__TASK REQUIREMENTS__.
Gather up every line from the entries below that uses the word "tight".

__GIVEN RECORDS__.
■ ■ ■

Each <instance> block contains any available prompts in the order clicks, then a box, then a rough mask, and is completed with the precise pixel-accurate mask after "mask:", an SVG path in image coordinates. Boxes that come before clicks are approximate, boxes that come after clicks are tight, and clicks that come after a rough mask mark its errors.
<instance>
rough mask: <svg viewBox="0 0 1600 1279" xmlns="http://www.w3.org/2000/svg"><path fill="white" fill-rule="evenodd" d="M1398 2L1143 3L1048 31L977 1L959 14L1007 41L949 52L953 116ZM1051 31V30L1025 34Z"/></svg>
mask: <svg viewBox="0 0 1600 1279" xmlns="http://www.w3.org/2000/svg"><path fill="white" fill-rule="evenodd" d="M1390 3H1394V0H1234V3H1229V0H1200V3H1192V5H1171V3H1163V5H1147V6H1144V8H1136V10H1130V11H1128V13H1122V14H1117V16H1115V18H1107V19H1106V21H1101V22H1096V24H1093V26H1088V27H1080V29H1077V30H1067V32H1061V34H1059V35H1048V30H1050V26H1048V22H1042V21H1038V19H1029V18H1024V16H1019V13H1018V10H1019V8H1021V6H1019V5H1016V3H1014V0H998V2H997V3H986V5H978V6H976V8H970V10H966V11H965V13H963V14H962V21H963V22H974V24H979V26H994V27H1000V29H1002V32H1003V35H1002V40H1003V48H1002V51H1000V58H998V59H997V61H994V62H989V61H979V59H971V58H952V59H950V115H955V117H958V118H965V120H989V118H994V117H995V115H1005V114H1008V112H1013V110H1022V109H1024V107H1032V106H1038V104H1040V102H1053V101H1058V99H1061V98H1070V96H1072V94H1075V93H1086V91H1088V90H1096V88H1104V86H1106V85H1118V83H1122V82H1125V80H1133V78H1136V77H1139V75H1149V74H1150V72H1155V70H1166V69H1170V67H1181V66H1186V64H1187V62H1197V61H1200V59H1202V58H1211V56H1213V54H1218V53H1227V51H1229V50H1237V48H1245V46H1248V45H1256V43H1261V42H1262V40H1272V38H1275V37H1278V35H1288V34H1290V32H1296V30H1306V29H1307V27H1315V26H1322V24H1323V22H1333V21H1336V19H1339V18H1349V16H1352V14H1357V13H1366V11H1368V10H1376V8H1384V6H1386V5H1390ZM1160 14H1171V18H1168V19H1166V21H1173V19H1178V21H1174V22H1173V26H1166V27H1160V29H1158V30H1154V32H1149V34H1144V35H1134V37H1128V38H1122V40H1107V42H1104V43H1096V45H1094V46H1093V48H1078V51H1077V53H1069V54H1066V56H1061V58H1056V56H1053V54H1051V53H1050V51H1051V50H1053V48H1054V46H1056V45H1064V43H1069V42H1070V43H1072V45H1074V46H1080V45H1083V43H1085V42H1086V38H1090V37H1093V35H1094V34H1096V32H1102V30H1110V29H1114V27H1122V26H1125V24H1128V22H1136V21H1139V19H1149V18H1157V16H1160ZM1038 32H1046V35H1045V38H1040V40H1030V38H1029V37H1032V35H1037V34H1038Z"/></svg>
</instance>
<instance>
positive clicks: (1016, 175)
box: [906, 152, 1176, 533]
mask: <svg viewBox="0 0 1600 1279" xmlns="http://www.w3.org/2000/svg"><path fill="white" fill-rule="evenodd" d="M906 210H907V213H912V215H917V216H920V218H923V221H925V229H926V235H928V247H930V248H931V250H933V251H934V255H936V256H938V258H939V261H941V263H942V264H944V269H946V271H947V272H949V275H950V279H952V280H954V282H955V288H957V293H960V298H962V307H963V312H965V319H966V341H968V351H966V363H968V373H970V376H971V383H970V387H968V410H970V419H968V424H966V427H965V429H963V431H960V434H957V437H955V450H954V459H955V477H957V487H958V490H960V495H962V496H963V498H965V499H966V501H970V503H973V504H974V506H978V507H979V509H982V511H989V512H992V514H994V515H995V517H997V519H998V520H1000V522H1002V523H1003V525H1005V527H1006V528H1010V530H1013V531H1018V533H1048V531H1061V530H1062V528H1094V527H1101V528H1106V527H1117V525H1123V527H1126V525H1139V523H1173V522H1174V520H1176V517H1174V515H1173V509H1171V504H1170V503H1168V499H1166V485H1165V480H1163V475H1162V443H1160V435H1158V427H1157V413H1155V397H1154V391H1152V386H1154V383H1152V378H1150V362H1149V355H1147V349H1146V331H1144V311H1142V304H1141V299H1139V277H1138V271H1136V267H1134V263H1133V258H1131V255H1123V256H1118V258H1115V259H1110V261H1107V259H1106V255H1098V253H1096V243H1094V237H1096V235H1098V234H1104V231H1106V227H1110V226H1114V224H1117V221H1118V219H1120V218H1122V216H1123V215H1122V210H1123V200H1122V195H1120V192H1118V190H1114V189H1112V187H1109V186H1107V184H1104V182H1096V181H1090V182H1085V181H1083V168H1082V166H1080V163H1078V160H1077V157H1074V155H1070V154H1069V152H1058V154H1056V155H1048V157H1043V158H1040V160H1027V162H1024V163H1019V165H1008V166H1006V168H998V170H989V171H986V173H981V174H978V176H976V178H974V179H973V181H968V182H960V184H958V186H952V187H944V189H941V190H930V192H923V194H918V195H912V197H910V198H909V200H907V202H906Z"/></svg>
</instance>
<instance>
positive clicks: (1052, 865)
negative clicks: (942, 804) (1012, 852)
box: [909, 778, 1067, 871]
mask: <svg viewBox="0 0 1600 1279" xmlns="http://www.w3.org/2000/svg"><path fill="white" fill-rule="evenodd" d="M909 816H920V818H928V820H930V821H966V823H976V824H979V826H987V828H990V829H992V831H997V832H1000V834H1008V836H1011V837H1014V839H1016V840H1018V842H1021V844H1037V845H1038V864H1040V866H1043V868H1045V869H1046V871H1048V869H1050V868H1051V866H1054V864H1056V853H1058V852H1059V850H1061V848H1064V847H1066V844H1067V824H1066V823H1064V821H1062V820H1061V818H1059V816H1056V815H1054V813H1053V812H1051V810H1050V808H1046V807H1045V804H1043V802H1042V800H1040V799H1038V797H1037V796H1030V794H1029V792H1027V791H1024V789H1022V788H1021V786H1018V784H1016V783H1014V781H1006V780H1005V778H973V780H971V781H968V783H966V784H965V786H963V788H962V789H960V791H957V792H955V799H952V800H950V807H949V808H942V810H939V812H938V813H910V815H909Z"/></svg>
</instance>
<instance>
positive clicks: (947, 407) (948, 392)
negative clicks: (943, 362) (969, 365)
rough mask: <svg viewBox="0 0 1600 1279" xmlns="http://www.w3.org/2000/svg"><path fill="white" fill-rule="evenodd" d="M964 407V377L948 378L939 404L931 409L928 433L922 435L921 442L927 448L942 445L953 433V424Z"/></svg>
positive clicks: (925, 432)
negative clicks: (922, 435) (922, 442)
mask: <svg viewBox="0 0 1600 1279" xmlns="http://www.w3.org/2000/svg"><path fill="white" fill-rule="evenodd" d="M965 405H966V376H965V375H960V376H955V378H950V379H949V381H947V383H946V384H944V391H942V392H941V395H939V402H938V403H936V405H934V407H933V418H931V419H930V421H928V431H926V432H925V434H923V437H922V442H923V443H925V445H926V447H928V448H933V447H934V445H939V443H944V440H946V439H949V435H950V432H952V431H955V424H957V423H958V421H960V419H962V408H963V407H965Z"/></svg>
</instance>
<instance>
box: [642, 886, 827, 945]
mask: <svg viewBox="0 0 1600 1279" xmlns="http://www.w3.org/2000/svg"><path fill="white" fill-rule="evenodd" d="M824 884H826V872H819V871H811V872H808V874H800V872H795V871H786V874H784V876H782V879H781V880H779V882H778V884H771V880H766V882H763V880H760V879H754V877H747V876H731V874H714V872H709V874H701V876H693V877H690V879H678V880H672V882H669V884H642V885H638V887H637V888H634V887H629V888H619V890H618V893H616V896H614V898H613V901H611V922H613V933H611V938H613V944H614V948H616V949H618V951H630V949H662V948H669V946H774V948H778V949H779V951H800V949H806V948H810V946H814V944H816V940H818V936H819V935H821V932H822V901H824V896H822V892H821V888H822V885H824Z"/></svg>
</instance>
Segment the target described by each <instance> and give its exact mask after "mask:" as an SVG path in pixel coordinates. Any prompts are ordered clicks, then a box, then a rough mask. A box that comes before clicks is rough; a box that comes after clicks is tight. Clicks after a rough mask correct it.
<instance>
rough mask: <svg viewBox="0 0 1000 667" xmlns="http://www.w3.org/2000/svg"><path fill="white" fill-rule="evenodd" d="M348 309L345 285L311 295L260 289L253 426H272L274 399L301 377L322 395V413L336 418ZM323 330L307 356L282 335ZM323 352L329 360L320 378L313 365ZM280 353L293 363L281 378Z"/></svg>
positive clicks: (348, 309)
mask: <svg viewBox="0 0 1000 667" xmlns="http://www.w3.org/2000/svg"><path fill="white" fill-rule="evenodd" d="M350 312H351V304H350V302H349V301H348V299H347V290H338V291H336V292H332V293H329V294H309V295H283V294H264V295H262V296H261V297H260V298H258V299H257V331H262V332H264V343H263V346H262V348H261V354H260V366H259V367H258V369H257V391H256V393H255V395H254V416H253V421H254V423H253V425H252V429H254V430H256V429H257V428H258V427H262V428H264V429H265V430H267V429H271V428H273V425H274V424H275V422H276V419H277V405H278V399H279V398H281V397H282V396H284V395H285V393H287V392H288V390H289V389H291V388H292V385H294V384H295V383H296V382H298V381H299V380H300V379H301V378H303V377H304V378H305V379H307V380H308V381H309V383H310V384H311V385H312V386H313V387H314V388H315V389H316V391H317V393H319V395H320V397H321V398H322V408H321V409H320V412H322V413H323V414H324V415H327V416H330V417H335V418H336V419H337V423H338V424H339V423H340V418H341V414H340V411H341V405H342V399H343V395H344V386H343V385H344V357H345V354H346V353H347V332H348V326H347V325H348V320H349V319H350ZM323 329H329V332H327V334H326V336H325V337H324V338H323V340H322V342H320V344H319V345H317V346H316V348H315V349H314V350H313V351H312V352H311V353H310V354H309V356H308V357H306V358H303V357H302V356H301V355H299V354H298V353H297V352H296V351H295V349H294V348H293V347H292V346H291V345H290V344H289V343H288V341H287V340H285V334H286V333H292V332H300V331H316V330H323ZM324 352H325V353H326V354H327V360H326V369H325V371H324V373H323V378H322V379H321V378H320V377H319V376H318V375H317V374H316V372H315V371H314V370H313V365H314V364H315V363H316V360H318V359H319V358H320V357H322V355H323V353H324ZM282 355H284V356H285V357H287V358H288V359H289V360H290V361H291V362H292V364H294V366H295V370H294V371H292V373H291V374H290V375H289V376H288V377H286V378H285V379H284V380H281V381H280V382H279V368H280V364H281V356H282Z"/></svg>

■ ■ ■

__RESULT OF THIS TASK__.
Each <instance> block contains any available prompts in the order clicks, then a box, then a rough mask, and is completed with the precise pixel-accurate mask after "mask:", an SVG path in image coordinates. Boxes that come before clicks are approximate, boxes that come after clicks are tight, and clicks that come after a rough mask mark its errors.
Segment the target described by each <instance> and give its exact mask after "mask:" as an SVG path in pixel coordinates. Any prompts are ordered clicks, then a box, then a rough mask. A box that comes before clicks is rough; a box that comes after clicks is tight. Clicks after a rough mask correct it.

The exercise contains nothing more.